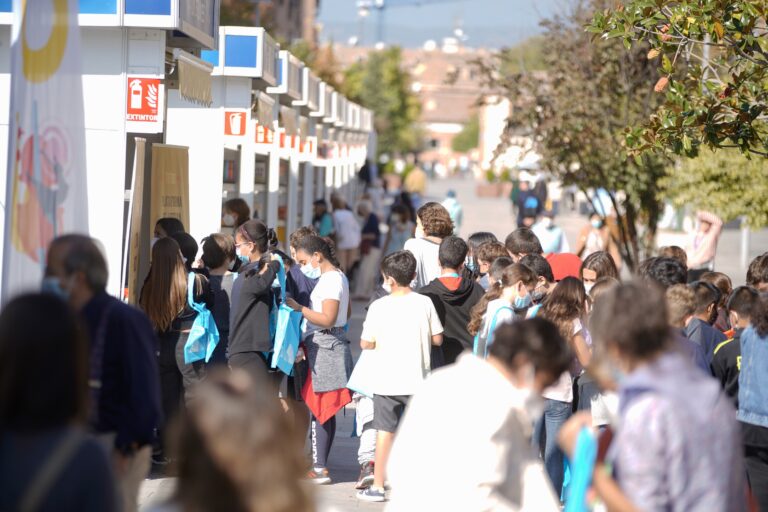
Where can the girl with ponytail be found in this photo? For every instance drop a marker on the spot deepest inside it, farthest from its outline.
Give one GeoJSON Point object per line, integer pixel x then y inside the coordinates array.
{"type": "Point", "coordinates": [325, 342]}
{"type": "Point", "coordinates": [511, 292]}
{"type": "Point", "coordinates": [252, 298]}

◇ ◇ ◇ ◇ ◇ ◇ ◇

| Task to carry out |
Copy the lines above exactly and exclude every image.

| Output of the task |
Where can the girl with ponytail be found in this photo? For every instance drop a marker on the spot deepest inside it, farthest from its outline.
Give one GeoJSON Point object per line, integer pixel x then y inside the coordinates array.
{"type": "Point", "coordinates": [325, 342]}
{"type": "Point", "coordinates": [511, 292]}
{"type": "Point", "coordinates": [252, 298]}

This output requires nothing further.